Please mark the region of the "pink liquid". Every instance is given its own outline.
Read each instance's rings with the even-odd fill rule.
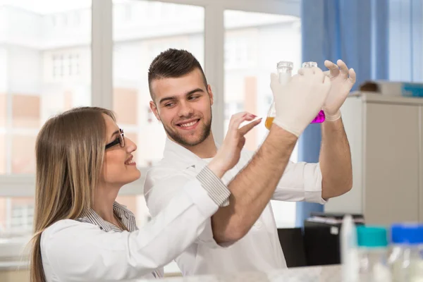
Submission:
[[[321,123],[324,121],[324,112],[321,110],[311,123]]]

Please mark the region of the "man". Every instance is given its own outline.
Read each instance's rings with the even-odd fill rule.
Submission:
[[[355,74],[342,61],[341,71],[326,63],[330,91],[329,78],[317,68],[301,69],[285,87],[272,75],[274,124],[257,153],[243,150],[222,178],[231,192],[228,205],[219,208],[208,228],[176,259],[184,276],[286,267],[269,200],[323,204],[351,188],[350,152],[339,108]],[[210,129],[213,92],[191,54],[176,49],[160,54],[150,66],[149,85],[150,107],[168,136],[164,158],[147,173],[145,184],[154,216],[215,157],[216,145]],[[298,136],[322,107],[327,121],[322,125],[319,164],[290,163]]]

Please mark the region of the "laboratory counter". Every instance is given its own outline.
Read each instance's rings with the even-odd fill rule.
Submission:
[[[269,273],[245,272],[230,275],[169,277],[166,282],[341,282],[341,266],[294,267]],[[157,280],[142,280],[157,282]]]

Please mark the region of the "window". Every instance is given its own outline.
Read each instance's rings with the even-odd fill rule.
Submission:
[[[290,16],[225,11],[225,132],[231,116],[247,111],[265,118],[272,101],[271,72],[287,60],[300,66],[300,20]],[[247,136],[245,146],[255,150],[264,140],[264,121]],[[292,159],[297,160],[297,151]],[[295,204],[272,201],[278,227],[295,226]],[[282,216],[283,215],[283,216]]]
[[[0,6],[0,178],[34,176],[35,139],[45,121],[91,103],[91,1],[30,2]],[[78,32],[63,27],[68,15],[84,23]],[[8,189],[0,185],[0,195],[13,195]],[[0,197],[0,237],[30,233],[33,214],[32,197]]]
[[[204,8],[150,1],[114,1],[114,9],[128,7],[133,11],[147,9],[147,15],[157,13],[155,20],[147,17],[130,25],[118,14],[114,18],[113,109],[125,132],[139,137],[135,159],[140,166],[147,166],[161,158],[166,140],[161,123],[149,106],[148,68],[168,48],[188,49],[204,66]],[[168,13],[170,10],[174,13]],[[164,18],[166,23],[157,20]]]
[[[214,134],[218,141],[224,135],[224,121],[235,112],[254,106],[254,99],[250,96],[243,99],[247,97],[243,95],[264,97],[257,98],[257,109],[266,108],[271,95],[266,92],[269,83],[264,82],[262,75],[265,73],[264,79],[268,79],[274,61],[283,59],[266,59],[264,44],[275,42],[262,35],[269,32],[272,24],[278,29],[285,20],[281,19],[288,18],[224,9],[230,6],[298,16],[299,3],[285,2],[1,1],[0,238],[18,236],[13,240],[27,242],[27,237],[23,241],[20,236],[30,233],[33,221],[35,138],[45,121],[58,112],[91,104],[111,108],[126,136],[138,146],[135,158],[142,175],[145,176],[147,168],[161,158],[166,135],[149,107],[147,73],[152,59],[168,48],[189,50],[203,66],[215,97]],[[95,17],[92,23],[92,15]],[[223,16],[225,29],[221,30]],[[113,37],[107,27],[111,22]],[[285,31],[274,32],[285,35]],[[95,54],[92,68],[92,48]],[[220,51],[223,48],[224,57]],[[295,51],[300,51],[299,48]],[[99,54],[99,59],[95,56]],[[111,78],[113,86],[106,83]],[[261,130],[258,133],[265,134]],[[258,145],[258,133],[249,146]],[[126,185],[118,199],[135,214],[140,227],[149,220],[142,183],[140,179]],[[16,249],[17,260],[20,259],[21,247]],[[4,253],[0,245],[0,257]],[[177,271],[177,267],[173,270]]]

........

THE EXERCISE
Copy all the rows above again, substituting "Response" for each occurrence of "Submission" and changing nothing else. Leave the pictures out.

RESPONSE TO THE EXERCISE
Please mark the region of the "pink liquid". Every instance is given its own outline.
Read each instance's rings with the even-odd fill rule.
Response:
[[[321,123],[324,121],[324,112],[321,110],[311,123]]]

Please mark the region of the "man". Every instance is given its own outline.
Read each instance's rings with the even-odd fill rule.
Response:
[[[355,74],[342,61],[341,71],[326,63],[330,91],[329,78],[317,68],[301,69],[285,87],[272,75],[274,124],[257,153],[243,150],[222,178],[231,192],[228,205],[219,208],[208,228],[176,259],[184,276],[286,267],[269,200],[323,204],[351,188],[350,152],[339,108]],[[210,129],[213,92],[191,54],[176,49],[160,54],[150,66],[149,85],[150,107],[168,136],[164,158],[147,173],[145,184],[154,216],[215,157],[216,145]],[[298,136],[322,107],[327,121],[322,125],[319,164],[290,163]]]

Please mark the region of the "laboratory counter". Every instance is given its own outline.
Read each instance's rings with the even-odd fill rule.
Response:
[[[269,273],[245,272],[230,275],[169,277],[166,282],[341,282],[341,266],[294,267]],[[157,280],[142,280],[157,282]]]

Please mark the region of the "window". Every instance is given its own outline.
Read each instance's rings with the even-odd fill rule.
Response:
[[[290,16],[225,11],[225,132],[231,116],[247,111],[265,118],[272,101],[271,72],[287,60],[300,66],[300,20]],[[247,136],[245,146],[255,150],[264,140],[264,121]],[[292,159],[297,160],[297,151]],[[295,204],[272,201],[278,227],[295,226]],[[282,216],[283,215],[283,216]]]
[[[0,6],[0,178],[34,176],[35,139],[45,121],[91,103],[91,1],[30,2]],[[78,32],[63,27],[68,15],[84,23]],[[8,189],[0,185],[0,195],[13,195]],[[0,197],[0,237],[30,233],[33,214],[32,197]]]
[[[204,8],[150,1],[114,1],[114,9],[128,7],[133,11],[147,9],[147,15],[157,13],[155,20],[147,17],[130,25],[118,14],[114,18],[113,109],[125,132],[139,137],[135,159],[140,166],[147,166],[161,158],[166,140],[161,123],[149,106],[148,68],[168,48],[188,49],[204,66]],[[168,13],[170,10],[174,13]],[[164,18],[166,23],[157,20]]]
[[[214,134],[218,141],[224,135],[224,121],[235,112],[254,106],[254,99],[250,96],[243,99],[247,97],[243,95],[264,97],[257,98],[257,109],[266,108],[271,95],[266,92],[269,83],[264,82],[262,75],[265,73],[264,79],[268,79],[274,61],[283,59],[266,59],[264,44],[275,42],[262,35],[269,32],[272,24],[278,29],[285,20],[281,19],[288,18],[224,9],[230,6],[298,16],[299,3],[285,2],[1,1],[0,238],[18,236],[13,240],[27,242],[27,237],[23,241],[20,236],[30,233],[33,221],[35,138],[45,121],[58,112],[91,104],[111,108],[126,136],[138,146],[135,158],[142,175],[145,176],[147,168],[161,158],[166,135],[149,107],[147,73],[152,59],[168,48],[189,50],[203,66],[215,97]],[[95,17],[92,23],[92,15]],[[223,16],[225,29],[221,30]],[[113,37],[107,27],[111,22]],[[285,31],[274,32],[285,35]],[[95,54],[92,68],[92,48]],[[220,51],[223,48],[224,57]],[[295,51],[300,51],[299,48]],[[99,54],[99,59],[95,56]],[[111,78],[113,86],[106,83]],[[261,130],[258,133],[265,134]],[[258,145],[258,133],[249,146]],[[126,185],[118,199],[135,214],[140,227],[149,220],[142,183],[140,179]],[[16,249],[17,260],[20,259],[21,247]],[[4,253],[0,245],[0,257]],[[177,271],[177,267],[173,270]]]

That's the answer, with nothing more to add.